• Exercise task: Reproduce every line of the data below verbatim, without alteration.

BEGIN Exercise data

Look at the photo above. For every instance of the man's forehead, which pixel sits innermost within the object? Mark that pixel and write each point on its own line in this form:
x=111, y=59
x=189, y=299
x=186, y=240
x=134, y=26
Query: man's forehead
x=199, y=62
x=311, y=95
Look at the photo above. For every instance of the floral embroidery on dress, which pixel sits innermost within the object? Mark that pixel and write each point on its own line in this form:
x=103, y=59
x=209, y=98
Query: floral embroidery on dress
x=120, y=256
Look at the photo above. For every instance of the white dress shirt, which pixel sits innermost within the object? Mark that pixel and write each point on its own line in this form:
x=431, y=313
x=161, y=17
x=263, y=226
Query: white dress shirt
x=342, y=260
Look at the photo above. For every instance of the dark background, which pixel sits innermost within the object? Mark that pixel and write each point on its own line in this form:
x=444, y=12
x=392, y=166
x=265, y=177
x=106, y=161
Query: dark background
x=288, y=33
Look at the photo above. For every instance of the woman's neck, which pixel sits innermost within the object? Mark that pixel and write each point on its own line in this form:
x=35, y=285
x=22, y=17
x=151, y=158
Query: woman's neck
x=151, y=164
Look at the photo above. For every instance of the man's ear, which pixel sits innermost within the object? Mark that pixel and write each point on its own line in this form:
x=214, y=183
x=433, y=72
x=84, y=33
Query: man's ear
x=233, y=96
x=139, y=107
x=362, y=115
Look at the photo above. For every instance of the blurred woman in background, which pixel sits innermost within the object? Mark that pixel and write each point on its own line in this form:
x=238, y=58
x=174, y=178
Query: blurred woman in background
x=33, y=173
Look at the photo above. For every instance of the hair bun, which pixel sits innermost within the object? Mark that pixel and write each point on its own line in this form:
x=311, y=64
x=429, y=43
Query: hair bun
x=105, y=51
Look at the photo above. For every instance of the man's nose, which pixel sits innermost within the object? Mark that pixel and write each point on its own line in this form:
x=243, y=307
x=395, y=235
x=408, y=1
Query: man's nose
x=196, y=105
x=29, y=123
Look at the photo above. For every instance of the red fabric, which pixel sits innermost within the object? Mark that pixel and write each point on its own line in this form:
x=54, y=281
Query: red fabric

END Exercise data

• Output of the task:
Look at the photo above. For every instance of the man's forehead, which pixel sits innermost within the object? Mark that pixel and write each point on its own line in this form:
x=111, y=59
x=189, y=299
x=186, y=240
x=134, y=26
Query: man's forehead
x=199, y=62
x=311, y=95
Look at the photo above. For every instance of the floral embroidery on dress, which pixel sits innermost within the object? Mark that pixel and write each point on its own line in this form:
x=103, y=59
x=209, y=98
Query: floral embroidery on dress
x=120, y=256
Look at the photo above. For every instance of the white dress shirt, which pixel sits innermost within the object? Mark that pixel and write each point on its own line in this form:
x=431, y=313
x=161, y=17
x=263, y=226
Query: white dress shirt
x=342, y=260
Look at the photo above. For every instance of the dark background, which pixel sits innermost within the object? Mark that pixel and write each point on its own line in this form:
x=444, y=12
x=392, y=166
x=265, y=177
x=106, y=161
Query: dark background
x=288, y=33
Look at the photo above. For every instance of the woman's neck, which pixel sits innermost within the object? Mark that pixel and write each point on its own line in this form:
x=35, y=285
x=22, y=17
x=151, y=158
Query: woman's neck
x=151, y=164
Look at the photo above. For every instance of the man's ear, which pixel sits innermost within the object? Mark that pixel and write each point on its own line in this form:
x=214, y=183
x=433, y=72
x=84, y=33
Query: man's ear
x=233, y=96
x=139, y=107
x=362, y=115
Look at the photo above. For every instance of the blurred woman in background, which pixel sits innermost within the object? Mark that pixel and write each point on its own line in this form:
x=238, y=58
x=174, y=178
Query: blurred woman in background
x=33, y=173
Look at the photo above. For every instance of the hair bun, which pixel sits innermost within the object? Mark that pixel and write each point on its own line in this form:
x=311, y=64
x=429, y=43
Query: hair bun
x=105, y=51
Look at the photo above. For every instance of the man's nose, which pixel sits innermost within the object? Mark that pixel and write each point on its own line in this form:
x=243, y=307
x=395, y=235
x=408, y=1
Query: man's nose
x=196, y=105
x=29, y=123
Look at the photo above. For every instance of the red fabric, which pixel sits innermost within the object? Mark that pixel and write each point on its own line in this form:
x=54, y=281
Query: red fabric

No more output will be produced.